→ Requirement:
Rewrite everything below from the line containing "Can you confirm that the heron's neck" down through the end of the records, substituting "Show where it is" for every "Mark its location" and leaving all else unchanged.

--- BEGIN Materials provided ---

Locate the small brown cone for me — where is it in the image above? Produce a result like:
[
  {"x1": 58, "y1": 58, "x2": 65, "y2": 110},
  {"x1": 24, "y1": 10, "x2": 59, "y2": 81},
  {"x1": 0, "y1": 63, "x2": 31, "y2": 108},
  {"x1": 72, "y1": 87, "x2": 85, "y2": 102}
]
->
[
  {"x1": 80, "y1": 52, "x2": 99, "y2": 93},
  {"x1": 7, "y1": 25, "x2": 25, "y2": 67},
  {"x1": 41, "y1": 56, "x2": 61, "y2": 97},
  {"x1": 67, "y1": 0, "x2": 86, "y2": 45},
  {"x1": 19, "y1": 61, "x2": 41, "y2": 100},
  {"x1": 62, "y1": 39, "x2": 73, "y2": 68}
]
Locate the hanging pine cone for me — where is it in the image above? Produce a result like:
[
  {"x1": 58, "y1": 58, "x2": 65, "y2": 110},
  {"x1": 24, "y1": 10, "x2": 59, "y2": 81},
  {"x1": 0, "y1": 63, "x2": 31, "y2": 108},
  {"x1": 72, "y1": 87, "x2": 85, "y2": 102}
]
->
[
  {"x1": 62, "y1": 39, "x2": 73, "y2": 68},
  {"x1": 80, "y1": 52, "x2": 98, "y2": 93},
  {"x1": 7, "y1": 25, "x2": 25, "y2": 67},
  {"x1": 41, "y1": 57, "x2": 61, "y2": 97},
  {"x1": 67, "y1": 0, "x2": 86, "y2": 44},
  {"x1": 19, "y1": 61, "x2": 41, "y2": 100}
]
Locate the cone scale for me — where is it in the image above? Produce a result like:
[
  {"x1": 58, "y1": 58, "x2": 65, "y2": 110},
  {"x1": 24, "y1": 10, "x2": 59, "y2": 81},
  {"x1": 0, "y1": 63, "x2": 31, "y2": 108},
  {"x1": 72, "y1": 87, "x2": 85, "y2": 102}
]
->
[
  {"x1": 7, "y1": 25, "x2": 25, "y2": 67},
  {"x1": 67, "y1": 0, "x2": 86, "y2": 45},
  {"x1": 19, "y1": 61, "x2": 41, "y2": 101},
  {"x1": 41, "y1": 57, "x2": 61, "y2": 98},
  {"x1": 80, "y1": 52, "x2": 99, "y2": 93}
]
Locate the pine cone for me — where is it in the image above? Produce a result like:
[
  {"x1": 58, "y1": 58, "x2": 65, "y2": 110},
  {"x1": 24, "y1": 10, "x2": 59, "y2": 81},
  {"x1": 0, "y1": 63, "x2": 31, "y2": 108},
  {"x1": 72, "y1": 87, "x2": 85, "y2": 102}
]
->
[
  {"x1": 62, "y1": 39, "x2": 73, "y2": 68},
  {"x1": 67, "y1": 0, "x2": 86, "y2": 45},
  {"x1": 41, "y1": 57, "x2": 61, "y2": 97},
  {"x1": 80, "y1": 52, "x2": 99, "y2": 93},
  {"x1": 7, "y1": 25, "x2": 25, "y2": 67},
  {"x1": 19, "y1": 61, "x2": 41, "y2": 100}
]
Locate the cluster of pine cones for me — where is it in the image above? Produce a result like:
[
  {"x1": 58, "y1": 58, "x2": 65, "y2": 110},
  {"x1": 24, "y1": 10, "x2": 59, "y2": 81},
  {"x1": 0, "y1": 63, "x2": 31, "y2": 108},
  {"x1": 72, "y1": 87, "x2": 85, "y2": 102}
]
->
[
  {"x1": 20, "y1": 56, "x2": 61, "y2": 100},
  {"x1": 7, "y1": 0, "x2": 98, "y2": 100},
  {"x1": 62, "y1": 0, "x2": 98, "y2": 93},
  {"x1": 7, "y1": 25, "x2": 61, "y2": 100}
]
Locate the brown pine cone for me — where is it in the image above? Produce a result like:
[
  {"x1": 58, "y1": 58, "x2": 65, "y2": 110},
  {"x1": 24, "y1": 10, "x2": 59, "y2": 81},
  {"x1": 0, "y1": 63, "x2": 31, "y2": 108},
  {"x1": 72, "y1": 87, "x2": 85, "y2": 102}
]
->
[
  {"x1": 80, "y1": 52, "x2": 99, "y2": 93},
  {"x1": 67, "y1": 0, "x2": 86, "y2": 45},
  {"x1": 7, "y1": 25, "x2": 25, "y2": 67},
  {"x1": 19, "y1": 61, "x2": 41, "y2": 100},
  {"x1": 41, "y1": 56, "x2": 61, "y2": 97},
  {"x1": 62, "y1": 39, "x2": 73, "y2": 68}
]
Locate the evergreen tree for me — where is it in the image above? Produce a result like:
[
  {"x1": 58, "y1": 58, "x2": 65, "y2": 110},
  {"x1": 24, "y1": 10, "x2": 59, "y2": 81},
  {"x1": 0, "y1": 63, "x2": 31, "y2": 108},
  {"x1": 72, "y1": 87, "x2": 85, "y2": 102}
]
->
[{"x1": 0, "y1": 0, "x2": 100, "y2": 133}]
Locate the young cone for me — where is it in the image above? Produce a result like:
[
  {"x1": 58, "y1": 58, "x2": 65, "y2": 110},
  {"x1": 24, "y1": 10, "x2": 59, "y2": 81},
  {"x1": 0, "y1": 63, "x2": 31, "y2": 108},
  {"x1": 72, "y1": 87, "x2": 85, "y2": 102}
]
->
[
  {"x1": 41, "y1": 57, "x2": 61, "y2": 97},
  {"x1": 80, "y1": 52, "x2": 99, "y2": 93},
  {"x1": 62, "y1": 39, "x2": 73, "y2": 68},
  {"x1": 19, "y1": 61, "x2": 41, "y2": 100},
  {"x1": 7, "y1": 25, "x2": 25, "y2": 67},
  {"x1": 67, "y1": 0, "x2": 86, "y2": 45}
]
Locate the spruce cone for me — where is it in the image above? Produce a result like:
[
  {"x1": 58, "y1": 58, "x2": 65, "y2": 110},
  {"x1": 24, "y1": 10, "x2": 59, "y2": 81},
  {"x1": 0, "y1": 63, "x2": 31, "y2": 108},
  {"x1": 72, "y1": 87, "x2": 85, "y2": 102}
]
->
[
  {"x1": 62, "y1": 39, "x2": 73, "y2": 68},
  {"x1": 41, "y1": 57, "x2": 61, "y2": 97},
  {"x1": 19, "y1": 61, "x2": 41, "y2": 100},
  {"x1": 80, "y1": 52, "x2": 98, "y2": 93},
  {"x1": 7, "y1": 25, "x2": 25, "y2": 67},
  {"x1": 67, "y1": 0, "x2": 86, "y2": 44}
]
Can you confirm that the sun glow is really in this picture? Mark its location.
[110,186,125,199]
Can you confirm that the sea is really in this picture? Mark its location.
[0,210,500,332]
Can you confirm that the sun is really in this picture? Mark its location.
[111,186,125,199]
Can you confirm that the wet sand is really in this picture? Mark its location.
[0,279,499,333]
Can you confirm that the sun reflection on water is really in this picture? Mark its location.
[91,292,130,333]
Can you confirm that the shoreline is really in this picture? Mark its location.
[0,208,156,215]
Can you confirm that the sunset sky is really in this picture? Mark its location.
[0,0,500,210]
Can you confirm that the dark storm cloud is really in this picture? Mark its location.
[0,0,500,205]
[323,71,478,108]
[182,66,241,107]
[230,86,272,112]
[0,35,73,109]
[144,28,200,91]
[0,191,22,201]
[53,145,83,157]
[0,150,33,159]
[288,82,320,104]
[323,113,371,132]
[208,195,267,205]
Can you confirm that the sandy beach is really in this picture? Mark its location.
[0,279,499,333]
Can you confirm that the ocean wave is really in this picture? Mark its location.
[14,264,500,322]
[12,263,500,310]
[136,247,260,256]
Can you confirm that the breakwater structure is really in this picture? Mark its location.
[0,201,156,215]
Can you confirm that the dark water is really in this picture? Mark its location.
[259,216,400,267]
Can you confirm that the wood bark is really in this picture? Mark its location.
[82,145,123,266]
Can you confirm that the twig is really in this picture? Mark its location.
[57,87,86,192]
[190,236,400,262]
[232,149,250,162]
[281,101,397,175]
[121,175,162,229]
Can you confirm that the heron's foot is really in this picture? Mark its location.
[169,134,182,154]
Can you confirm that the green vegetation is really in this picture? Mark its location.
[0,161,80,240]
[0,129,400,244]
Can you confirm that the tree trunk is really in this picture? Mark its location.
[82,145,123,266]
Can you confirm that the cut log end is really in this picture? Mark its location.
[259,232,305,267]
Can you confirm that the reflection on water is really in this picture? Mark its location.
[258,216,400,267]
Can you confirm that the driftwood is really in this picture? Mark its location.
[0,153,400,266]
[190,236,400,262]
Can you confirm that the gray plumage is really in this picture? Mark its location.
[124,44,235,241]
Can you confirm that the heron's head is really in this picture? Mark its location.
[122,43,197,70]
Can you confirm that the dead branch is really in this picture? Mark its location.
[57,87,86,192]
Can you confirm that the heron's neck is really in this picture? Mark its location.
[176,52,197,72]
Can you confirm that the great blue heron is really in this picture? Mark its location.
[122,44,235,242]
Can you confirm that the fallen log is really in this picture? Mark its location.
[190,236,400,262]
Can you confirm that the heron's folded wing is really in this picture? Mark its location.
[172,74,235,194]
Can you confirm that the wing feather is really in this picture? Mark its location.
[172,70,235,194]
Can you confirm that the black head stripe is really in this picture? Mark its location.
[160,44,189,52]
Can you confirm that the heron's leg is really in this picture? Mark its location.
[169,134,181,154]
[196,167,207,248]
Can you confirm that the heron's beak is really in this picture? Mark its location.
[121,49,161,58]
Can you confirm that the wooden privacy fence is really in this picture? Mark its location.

--- END Materials provided ---

→ Full response:
Can you confirm that the heron's neck is really in this picture? Show where it is.
[176,52,197,72]
Can you confirm that the great blue heron is really in this picture? Show where it is.
[122,44,235,242]
Can you confirm that the fallen log is really in this picture? Show where it is.
[190,236,400,262]
Can you confirm that the heron's folded wing is really in this picture? Show where it is.
[172,74,235,194]
Can you confirm that the wing feather is really in this picture? Show where it is.
[172,70,235,194]
Can you confirm that the black head stripe is really in this picture? Show where it is.
[160,44,189,52]
Can you confirm that the heron's leg is really in this picture? Show where it is.
[169,134,181,154]
[196,167,207,248]
Can you confirm that the heron's beak is really in this picture? Show where it is.
[121,49,161,58]
Can you confirm that the wooden privacy fence is really in this picture? Show where it is.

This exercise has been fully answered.